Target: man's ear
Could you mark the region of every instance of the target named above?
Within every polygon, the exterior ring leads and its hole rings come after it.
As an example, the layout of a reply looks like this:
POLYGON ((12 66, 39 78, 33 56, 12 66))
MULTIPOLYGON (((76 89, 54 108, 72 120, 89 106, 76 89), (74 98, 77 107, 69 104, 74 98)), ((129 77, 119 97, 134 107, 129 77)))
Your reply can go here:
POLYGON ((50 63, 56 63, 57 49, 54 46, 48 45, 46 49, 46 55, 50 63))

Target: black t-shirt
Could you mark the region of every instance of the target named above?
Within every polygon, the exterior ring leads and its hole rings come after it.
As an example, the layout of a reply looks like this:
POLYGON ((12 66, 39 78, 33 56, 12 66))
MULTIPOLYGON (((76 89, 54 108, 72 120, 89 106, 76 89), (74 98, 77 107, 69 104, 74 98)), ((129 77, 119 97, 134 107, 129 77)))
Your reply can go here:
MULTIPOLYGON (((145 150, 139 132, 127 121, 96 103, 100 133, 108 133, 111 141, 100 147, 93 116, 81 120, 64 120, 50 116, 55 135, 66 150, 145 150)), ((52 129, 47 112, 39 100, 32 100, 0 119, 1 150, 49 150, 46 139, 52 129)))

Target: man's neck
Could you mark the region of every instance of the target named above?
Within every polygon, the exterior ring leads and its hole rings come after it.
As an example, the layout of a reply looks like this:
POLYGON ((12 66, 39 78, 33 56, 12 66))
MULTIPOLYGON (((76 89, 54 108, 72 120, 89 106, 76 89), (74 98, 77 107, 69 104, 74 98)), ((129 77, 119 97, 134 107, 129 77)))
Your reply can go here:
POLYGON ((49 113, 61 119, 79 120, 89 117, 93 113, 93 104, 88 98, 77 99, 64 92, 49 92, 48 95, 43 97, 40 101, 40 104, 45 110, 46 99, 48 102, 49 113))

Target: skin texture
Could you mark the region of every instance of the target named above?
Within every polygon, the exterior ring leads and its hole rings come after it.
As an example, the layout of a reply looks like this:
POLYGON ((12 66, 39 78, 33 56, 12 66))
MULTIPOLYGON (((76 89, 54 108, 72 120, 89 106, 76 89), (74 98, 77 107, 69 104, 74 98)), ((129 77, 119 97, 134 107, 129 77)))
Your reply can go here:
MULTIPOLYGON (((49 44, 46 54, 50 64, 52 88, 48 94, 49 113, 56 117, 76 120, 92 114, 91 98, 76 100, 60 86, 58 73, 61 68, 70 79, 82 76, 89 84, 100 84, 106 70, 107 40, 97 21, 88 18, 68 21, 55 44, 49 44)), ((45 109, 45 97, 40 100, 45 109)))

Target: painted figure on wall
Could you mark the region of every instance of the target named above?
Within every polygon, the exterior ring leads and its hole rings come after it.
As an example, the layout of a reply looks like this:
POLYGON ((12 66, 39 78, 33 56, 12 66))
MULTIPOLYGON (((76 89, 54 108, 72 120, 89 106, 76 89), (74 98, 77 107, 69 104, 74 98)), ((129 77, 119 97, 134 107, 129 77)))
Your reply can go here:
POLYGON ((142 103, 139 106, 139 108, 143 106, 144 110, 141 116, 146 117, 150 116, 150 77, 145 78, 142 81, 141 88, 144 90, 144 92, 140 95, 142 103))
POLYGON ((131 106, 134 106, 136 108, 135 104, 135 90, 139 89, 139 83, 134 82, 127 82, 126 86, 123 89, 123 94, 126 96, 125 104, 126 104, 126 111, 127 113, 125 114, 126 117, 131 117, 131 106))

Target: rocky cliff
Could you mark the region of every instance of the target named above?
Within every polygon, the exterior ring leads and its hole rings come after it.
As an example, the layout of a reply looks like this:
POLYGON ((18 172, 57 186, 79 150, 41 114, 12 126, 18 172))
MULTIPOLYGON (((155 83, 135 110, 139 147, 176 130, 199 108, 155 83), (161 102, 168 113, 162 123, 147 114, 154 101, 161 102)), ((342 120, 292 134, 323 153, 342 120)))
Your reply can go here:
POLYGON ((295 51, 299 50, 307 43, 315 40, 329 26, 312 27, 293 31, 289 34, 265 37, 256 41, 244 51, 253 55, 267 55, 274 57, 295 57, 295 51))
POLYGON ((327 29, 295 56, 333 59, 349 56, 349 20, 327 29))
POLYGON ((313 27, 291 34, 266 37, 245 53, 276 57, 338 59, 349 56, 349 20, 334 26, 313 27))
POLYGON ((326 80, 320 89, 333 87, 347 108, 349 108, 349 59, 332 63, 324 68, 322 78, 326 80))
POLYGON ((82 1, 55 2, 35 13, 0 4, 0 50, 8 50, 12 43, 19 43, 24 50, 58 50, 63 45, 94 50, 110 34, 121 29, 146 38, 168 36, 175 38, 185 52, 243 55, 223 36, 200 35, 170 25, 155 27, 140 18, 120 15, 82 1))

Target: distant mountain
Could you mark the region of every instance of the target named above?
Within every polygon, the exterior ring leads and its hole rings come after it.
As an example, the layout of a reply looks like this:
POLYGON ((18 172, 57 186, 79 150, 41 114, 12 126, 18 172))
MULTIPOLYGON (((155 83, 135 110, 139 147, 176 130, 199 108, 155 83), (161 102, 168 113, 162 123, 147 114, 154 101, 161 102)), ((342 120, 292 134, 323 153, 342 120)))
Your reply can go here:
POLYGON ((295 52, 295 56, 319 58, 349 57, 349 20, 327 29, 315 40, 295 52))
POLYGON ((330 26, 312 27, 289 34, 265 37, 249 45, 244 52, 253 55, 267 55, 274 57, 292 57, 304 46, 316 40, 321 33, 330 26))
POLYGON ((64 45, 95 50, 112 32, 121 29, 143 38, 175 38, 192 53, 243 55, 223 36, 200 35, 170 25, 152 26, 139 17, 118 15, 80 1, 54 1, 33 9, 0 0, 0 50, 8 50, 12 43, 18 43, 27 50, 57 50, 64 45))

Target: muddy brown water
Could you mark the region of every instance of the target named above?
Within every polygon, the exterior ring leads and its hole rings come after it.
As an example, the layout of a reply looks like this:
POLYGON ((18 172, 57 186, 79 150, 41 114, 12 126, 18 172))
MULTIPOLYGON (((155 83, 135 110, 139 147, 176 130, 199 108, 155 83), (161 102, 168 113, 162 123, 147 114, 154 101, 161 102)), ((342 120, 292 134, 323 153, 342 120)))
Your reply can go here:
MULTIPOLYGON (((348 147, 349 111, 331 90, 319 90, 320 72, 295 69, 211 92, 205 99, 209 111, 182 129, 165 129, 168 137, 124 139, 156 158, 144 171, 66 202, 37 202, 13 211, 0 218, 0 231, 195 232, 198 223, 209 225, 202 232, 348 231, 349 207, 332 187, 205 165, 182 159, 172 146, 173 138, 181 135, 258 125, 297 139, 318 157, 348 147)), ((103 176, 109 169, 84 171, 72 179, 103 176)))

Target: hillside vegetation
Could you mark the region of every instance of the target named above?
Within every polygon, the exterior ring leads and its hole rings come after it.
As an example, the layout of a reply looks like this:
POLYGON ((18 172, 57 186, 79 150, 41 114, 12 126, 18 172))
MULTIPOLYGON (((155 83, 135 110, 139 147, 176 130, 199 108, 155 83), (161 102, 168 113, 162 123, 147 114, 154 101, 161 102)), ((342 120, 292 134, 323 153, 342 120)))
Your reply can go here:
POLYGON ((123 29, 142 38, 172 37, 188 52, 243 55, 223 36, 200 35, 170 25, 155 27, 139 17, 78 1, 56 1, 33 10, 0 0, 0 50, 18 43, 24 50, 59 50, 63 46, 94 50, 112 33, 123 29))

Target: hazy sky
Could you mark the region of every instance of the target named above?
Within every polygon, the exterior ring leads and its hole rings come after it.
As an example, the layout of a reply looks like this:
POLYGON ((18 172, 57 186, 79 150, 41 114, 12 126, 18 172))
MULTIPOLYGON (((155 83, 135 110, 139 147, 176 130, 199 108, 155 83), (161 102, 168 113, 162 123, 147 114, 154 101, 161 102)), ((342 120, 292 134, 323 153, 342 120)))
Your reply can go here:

• Written instruction:
Duplicate verbatim the stretch from the first line of the entries through the line containing "POLYGON ((50 63, 56", with both ends included.

• The answer:
Target: man's ear
Could you mark the region of every instance of the target named above?
Within every polygon, the exterior ring leads and its hole rings come after it.
As an example, the layout of a reply looks like this:
POLYGON ((12 66, 39 78, 33 56, 12 66))
MULTIPOLYGON (((76 89, 54 108, 72 120, 89 106, 76 89), (74 98, 77 107, 69 104, 74 98)), ((129 77, 119 97, 134 107, 129 77)))
Your reply can go here:
POLYGON ((50 63, 56 63, 57 49, 54 46, 48 45, 46 49, 46 55, 50 63))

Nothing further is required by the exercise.